Page text: Begin

High Country Domestic Sheep Hunting

Joined
Apr 17, 2017
Messages
533
Location
ID
I am located in Idaho, and have had multiple experiences in the past where I hike into a high country area to scout or hunt only to discover hundreds if not thousands of sheep accompanied by potential sex offenders/sheepherders.

Any tips on how to know where the sheep are, or might be before I show up to the trailhead and/or glassing point?
 

RickH

Lil-Rokslider
Joined
Mar 26, 2012
Messages
126
Location
CO
As said above just contact the govt. agency who manages the land. They should have a schedule of where the domestics are or should be at any particular time. I hate them on public lands in the high country.
The fact that they transmit disease (pneumonia) to bighorn sheep and have literally killed off entire herds of bighorns, documented, is a huge reason they shouldn't be there, especially where grazing allotments overlap with bighorn summer or winter range.
 
Joined
Oct 5, 2018
Messages
2,062
Location
Colorado
You can still find just about every type of game around cattle. When sheep come through, everything moves out.
Is that mostly because they are accompanied by people and dogs or just because there are so many? I've only run into a big herd once but I wasn't hunting. The cattle, similar to the sheep, detract from the my wilderness experience.

Page text: End
Information supplied: Begin

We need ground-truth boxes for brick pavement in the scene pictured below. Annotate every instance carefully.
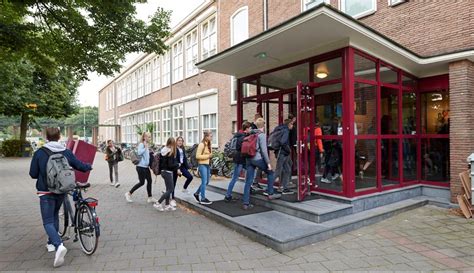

Information supplied: End

▶ _Exercise details_:
Write out the stretch of the forum thread on domestic sheep in the high country from "Lil-Rokslider" through "the high country.". You won't need the lines to do this.

▶ _Result of the exercise_:
Lil-Rokslider
Joined
Mar 26, 2012
Messages
126
Location
CO
As said above just contact the govt. agency who manages the land. They should have a schedule of where the domestics are or should be at any particular time. I hate them on public lands in the high country.